- **What to produce**
State only the number of lines in the rows below that contain the string "woman", treating uppercase and lowercase letters as distinct.

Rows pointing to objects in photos
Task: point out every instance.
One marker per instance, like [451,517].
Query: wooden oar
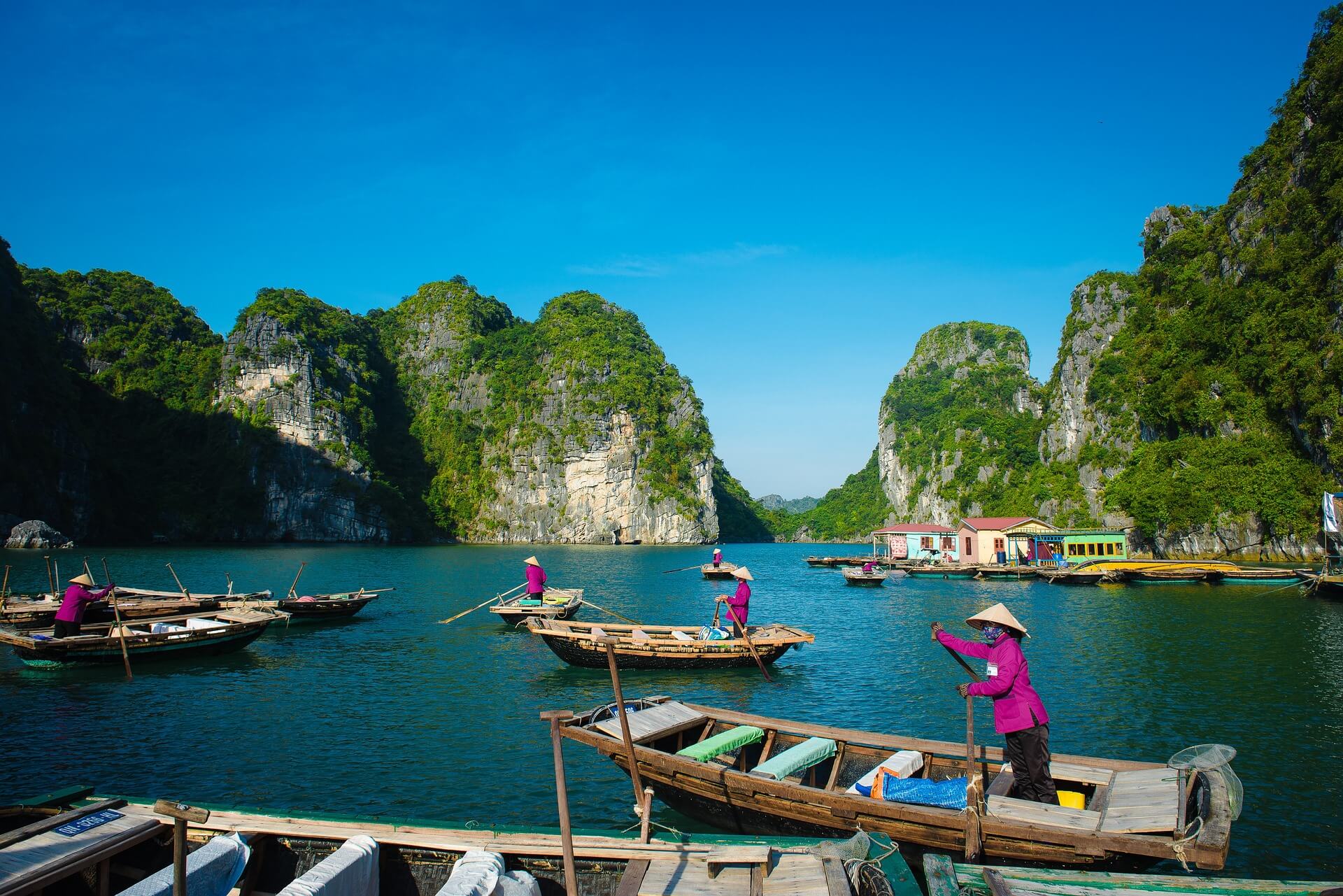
[746,637]
[497,597]
[611,613]
[294,583]
[116,616]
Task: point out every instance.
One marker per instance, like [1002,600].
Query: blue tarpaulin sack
[922,792]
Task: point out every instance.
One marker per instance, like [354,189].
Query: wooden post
[180,814]
[555,718]
[625,725]
[185,592]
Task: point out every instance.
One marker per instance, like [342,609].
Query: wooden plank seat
[1033,813]
[1143,801]
[653,722]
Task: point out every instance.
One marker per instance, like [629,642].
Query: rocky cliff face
[316,480]
[953,422]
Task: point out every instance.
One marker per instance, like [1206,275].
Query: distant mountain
[791,506]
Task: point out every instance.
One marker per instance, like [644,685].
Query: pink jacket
[1016,703]
[535,579]
[77,601]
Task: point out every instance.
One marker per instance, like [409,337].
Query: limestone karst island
[606,450]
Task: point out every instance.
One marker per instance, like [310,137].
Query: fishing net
[1213,760]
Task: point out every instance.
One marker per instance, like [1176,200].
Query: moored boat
[116,844]
[183,636]
[753,774]
[722,571]
[873,579]
[664,646]
[555,604]
[953,879]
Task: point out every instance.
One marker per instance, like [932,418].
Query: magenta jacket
[1007,683]
[739,605]
[77,601]
[535,579]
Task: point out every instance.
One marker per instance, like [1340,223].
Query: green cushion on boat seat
[723,742]
[794,760]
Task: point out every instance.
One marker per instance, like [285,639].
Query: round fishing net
[1214,760]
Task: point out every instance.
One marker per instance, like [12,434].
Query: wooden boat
[951,879]
[556,604]
[194,634]
[943,571]
[722,571]
[118,843]
[876,578]
[1055,575]
[1007,571]
[1138,813]
[664,646]
[1188,575]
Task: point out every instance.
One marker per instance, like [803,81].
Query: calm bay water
[392,715]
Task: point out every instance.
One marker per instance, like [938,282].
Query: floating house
[918,541]
[1076,546]
[983,539]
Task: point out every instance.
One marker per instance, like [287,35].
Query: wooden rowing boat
[194,634]
[1072,576]
[1138,813]
[722,571]
[876,578]
[953,879]
[664,646]
[556,604]
[943,571]
[415,859]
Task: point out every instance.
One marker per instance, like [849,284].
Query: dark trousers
[1028,751]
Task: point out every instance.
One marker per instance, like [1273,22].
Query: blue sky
[786,194]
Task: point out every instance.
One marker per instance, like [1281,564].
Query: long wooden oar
[586,602]
[732,614]
[497,597]
[116,616]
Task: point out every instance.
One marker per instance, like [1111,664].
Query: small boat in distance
[555,604]
[664,646]
[722,571]
[873,579]
[192,634]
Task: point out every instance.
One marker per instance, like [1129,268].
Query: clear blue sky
[786,194]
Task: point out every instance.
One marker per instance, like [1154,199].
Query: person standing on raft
[73,605]
[739,605]
[535,578]
[1018,711]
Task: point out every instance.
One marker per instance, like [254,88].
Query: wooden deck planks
[1033,813]
[1142,802]
[645,725]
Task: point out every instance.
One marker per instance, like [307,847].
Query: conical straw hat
[997,614]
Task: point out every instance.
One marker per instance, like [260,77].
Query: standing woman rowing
[1018,711]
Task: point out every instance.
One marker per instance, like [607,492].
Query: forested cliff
[1198,401]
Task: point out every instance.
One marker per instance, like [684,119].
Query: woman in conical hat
[1018,711]
[535,578]
[739,605]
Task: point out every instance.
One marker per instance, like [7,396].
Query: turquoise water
[392,715]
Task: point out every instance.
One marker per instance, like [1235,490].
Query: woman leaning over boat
[1018,711]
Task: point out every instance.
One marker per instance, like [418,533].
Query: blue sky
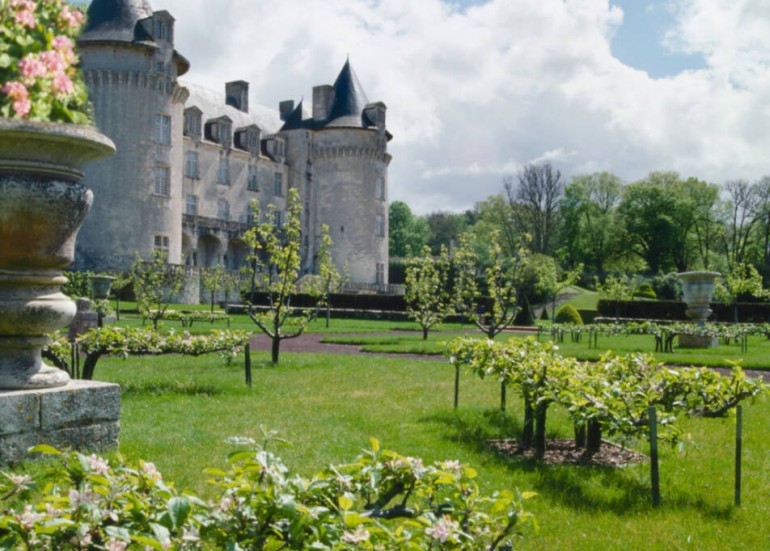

- **The reply**
3